__STATED PROBLEM__.
Reproduce verbatim the lines from the start of the entries up to and including the line with "(159, 126), (173, 131)". Leave the pictures out of your answer.

__TASK INPUTS__.
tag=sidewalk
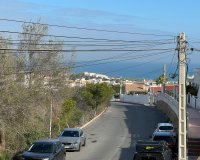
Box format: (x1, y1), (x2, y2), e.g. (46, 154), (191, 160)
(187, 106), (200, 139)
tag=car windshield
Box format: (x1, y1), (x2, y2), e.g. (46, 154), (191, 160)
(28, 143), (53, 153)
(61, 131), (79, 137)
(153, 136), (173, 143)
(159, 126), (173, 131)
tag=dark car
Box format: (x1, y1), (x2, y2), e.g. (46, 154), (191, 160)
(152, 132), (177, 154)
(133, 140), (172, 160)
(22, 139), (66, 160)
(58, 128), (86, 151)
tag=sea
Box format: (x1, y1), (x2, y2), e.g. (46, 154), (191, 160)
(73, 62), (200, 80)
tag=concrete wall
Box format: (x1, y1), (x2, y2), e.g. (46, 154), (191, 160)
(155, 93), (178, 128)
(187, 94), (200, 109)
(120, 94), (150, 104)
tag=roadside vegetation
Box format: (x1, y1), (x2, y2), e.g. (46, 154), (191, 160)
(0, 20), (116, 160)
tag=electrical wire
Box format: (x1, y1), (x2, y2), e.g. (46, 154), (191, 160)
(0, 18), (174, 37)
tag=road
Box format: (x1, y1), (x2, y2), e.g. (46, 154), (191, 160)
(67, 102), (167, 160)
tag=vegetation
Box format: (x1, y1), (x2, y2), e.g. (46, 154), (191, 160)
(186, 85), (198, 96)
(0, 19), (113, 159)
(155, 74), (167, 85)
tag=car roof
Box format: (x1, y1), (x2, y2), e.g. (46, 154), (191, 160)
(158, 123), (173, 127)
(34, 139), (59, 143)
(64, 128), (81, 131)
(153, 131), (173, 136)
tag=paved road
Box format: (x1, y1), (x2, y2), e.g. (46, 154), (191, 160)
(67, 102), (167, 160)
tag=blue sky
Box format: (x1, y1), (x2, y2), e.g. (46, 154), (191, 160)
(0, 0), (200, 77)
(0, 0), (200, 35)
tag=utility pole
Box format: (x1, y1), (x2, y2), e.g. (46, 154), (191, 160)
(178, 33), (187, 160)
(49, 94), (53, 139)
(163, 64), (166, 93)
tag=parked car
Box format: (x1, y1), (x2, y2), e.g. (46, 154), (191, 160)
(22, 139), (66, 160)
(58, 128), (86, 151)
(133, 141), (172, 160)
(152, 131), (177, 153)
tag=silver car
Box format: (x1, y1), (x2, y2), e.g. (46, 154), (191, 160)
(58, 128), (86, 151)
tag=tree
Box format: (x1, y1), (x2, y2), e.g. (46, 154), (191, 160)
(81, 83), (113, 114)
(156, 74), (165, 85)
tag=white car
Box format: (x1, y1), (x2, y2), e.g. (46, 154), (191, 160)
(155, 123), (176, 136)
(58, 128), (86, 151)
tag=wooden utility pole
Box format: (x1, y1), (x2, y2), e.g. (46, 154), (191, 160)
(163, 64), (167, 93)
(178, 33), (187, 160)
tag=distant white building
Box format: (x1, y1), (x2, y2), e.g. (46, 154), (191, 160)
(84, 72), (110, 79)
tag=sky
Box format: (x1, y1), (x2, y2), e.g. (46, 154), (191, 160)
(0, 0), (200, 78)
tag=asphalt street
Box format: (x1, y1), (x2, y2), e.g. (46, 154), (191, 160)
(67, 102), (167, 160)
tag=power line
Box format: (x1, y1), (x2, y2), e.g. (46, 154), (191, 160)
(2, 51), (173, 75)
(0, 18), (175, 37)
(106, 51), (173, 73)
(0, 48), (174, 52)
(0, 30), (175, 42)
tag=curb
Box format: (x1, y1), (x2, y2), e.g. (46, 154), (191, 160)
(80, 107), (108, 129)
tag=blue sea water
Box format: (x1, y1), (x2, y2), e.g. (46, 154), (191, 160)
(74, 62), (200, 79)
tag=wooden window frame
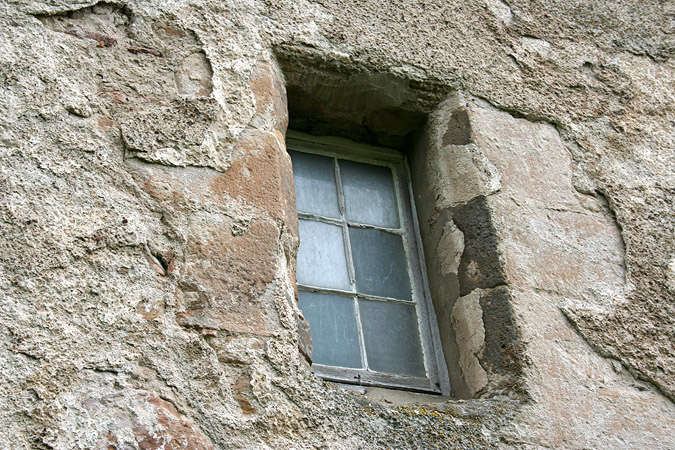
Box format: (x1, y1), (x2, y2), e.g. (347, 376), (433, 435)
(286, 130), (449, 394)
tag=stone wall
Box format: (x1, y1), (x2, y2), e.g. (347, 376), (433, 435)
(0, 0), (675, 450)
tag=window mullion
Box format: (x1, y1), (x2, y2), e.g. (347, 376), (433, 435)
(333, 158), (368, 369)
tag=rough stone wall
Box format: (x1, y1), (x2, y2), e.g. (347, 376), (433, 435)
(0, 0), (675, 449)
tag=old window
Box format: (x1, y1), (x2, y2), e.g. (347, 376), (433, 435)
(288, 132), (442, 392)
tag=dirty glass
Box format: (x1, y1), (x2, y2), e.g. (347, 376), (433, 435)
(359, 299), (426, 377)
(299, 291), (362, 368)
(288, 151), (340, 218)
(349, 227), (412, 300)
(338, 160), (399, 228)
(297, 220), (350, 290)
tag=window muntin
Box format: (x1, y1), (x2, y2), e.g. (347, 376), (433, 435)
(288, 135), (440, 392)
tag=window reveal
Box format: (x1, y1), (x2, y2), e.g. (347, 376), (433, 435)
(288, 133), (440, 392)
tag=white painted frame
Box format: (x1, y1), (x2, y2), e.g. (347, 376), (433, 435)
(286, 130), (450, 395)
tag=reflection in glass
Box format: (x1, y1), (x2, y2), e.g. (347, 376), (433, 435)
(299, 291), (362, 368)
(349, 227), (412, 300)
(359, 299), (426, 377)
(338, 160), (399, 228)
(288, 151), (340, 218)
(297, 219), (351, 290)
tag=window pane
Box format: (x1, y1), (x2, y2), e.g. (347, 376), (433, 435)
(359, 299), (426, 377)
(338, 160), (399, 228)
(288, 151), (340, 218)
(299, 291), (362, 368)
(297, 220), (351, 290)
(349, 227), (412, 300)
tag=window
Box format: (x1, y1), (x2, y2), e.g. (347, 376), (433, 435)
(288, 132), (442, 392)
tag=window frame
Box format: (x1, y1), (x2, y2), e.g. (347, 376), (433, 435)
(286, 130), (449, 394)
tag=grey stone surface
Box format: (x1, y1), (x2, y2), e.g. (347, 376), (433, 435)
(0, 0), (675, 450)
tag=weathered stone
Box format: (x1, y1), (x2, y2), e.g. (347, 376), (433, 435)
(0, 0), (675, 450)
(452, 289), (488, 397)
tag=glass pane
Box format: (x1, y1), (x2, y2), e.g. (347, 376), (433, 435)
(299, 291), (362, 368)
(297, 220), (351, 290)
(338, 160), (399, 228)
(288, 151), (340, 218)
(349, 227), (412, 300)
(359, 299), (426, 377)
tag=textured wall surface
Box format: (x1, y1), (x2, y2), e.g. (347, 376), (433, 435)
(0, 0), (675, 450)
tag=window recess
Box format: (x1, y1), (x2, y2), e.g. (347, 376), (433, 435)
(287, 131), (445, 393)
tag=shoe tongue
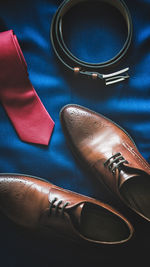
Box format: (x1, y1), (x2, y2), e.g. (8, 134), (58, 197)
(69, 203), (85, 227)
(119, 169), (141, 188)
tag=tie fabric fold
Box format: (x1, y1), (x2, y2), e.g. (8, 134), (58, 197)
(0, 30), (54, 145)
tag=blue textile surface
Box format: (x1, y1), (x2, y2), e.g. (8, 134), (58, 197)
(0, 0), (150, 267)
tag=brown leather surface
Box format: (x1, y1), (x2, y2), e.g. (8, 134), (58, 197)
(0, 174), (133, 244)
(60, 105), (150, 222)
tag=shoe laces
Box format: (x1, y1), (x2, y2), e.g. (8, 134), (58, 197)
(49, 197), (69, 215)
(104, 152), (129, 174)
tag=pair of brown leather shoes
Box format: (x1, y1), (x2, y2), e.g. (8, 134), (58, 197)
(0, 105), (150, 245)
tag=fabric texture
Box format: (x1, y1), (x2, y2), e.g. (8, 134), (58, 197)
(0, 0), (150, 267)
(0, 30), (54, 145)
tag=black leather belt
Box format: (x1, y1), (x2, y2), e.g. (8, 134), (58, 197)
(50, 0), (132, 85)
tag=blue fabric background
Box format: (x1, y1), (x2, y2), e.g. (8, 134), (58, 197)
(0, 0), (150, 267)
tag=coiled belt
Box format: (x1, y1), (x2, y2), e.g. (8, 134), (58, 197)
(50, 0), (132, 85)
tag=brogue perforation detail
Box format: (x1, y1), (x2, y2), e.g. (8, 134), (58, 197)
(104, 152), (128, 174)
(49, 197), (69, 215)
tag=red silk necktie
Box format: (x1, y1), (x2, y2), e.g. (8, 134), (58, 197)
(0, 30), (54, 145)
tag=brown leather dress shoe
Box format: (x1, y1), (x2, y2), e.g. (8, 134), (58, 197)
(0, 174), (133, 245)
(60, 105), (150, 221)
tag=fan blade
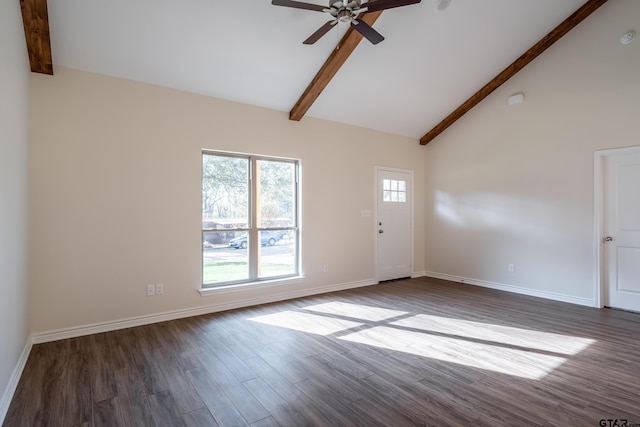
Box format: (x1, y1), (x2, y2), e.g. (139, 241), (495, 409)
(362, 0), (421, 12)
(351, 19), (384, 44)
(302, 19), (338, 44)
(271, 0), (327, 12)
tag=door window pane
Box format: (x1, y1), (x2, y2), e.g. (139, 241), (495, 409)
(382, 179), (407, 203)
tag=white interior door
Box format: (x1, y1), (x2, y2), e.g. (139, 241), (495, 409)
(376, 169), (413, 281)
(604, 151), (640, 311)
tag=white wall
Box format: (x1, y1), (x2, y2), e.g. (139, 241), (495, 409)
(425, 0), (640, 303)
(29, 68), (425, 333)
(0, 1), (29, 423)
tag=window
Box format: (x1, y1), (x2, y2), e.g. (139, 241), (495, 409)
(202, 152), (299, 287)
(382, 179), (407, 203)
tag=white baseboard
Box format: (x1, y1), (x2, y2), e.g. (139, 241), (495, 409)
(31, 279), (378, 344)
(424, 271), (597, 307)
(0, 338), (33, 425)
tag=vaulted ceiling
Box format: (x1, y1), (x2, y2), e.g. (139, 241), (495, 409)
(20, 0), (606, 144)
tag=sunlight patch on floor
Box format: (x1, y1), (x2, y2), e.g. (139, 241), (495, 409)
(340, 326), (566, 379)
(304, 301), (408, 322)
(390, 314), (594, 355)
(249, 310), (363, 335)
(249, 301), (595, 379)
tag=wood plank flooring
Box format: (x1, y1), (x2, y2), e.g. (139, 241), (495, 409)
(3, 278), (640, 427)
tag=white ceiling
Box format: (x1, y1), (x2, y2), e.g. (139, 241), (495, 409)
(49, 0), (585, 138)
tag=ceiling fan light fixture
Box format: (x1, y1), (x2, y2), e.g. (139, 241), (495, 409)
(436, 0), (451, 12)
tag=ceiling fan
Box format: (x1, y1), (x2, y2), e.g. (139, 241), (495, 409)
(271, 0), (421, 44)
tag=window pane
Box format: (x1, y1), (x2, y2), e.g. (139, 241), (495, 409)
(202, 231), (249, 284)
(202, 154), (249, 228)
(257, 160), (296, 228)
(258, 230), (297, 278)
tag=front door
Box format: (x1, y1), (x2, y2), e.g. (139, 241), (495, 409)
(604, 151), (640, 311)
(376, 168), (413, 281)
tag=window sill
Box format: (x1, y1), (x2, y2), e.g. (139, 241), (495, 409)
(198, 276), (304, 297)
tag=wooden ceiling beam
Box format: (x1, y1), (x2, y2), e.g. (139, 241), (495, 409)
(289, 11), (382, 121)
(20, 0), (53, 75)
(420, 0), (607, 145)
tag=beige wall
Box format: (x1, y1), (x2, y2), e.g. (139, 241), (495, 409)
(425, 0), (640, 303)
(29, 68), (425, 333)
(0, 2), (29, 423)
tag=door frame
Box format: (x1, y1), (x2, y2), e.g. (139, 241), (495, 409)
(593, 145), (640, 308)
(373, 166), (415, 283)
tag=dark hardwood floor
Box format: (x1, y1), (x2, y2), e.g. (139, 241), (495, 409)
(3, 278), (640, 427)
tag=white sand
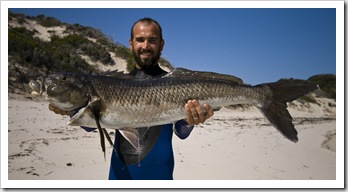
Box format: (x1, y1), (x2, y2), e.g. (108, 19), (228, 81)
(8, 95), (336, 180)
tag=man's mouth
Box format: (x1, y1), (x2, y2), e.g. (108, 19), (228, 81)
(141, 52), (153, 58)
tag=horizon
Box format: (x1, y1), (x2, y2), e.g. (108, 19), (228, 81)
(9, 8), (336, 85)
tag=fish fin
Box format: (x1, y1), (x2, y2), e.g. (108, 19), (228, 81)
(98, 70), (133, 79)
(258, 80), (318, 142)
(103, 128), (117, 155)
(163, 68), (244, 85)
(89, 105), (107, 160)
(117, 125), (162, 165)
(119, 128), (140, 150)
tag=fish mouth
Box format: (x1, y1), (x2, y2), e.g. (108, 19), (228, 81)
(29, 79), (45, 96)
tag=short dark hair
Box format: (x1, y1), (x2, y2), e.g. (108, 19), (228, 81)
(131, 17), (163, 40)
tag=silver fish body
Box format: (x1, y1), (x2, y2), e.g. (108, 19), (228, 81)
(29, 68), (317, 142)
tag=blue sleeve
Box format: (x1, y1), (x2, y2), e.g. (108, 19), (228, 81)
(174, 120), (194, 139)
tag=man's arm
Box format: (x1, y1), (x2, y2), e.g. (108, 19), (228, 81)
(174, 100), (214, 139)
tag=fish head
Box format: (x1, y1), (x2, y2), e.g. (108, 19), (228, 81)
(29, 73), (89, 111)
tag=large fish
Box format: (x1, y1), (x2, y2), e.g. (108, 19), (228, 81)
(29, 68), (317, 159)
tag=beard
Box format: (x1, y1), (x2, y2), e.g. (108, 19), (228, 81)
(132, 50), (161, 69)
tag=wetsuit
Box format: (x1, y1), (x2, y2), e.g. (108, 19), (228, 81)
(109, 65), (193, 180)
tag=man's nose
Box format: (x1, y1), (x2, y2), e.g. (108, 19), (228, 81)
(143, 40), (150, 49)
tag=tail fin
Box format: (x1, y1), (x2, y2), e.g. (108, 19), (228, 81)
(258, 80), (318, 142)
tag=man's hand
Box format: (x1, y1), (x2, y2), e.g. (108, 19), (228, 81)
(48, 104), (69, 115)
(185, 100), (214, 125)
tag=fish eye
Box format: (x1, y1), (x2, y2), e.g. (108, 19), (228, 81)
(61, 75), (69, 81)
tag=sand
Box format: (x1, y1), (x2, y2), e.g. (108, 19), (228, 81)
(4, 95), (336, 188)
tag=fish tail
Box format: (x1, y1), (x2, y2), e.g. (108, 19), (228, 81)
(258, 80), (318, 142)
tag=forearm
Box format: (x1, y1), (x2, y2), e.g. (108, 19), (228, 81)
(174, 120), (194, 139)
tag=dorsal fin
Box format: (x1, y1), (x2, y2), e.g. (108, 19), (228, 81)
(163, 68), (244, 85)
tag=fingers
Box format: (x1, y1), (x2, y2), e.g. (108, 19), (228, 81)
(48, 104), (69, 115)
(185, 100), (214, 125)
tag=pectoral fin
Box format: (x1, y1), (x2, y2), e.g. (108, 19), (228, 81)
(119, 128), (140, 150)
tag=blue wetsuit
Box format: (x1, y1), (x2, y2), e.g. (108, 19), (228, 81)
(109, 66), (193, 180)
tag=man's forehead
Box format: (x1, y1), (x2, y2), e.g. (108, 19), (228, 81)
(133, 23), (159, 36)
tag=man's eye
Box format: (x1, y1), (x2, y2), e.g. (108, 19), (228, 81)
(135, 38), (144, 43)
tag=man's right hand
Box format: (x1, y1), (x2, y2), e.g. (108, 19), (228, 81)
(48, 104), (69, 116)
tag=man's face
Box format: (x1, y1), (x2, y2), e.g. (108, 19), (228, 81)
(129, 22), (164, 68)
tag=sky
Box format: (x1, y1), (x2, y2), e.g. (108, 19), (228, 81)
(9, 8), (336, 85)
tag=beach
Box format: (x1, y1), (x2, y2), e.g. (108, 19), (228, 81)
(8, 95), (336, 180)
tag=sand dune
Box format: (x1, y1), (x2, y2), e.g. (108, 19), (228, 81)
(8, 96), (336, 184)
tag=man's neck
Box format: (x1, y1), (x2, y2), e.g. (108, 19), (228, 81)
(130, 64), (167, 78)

__SOLVED EXERCISE__.
tag=sidewalk
Box format: (x1, y1), (x2, y2), e.g. (46, 154), (191, 160)
(187, 106), (200, 139)
tag=car windshield
Box format: (x1, y1), (x2, y2), e.g. (46, 154), (191, 160)
(28, 143), (53, 153)
(61, 131), (79, 137)
(153, 136), (173, 143)
(159, 126), (173, 131)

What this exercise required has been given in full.